** TEXT PROVIDED follows **

Allen Wilson to Sister Sue
November 27th, 1862 Galaten, Tenn.
Dear Sister it is with pleasure that I seat myself to right a few small lines to you - not in answer to any that I have received but believing that you would like to hear from me if you have forgotten to right me. I have not had a letter for so long that I have forgotten any thing when that I have had one. I don't think that it can bee in the coming right for the rest of the boys all gets letters from home every day.
Well, I will give you a small sketch of our last march. We started day before yesterday morning. We march 18 miles through the god forsaken looking country that a white man ever saw. I don't think we passed a field that there was more than 3 acres in it and that was on a big side hill. We traveled about 5 miles after dark trying to get out of what is called hells hollow but found it in vain. So we halted and the bank was two hundred feet high and that steep that a mule couldn't climb it so there was no such thing as striking a tent so we out with our blankets and laid down and taken our rest though the rocks was rather uncomfortable sharp so we got up in the morning and started for this place. We had a very nice days march. The day was comfortably cool and the road in nice order so we marched 15 miles and that brought us in the land of secsesh and dicksy for the poor ragabond of sunsabitches of citizens don't clame to bee anything but secsesh. There was a little fight here last Saturday and we drove them from this place. I don't think that there is any confederates any near here now. I don't think that we will stay here more than two or three days. I hope we won't stay in one place more than two days at a time until Secsesh is wiped out. We have got so that we don't mind marching as much as we do laying around in camp. William is fat and saucy and is getting along first rate. When on a march, he generally lives off of secsesh for what he cannot ly them out of there vituals he just naturally takes.

** End of TEXT PROVIDED **
** LISTED RECORDS follows **

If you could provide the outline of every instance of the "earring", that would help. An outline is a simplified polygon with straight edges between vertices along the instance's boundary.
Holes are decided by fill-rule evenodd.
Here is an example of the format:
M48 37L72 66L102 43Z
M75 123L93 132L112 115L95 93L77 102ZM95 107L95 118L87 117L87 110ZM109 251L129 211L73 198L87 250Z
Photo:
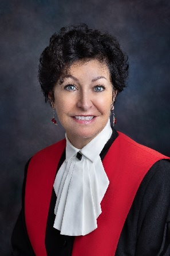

** End of LISTED RECORDS **

EXERCISE REQUIREMENTS:
According to the letter, how many miles did the march cover on the first day? The data has no connection to the letter.

SOLUTION BELOW:
18 miles.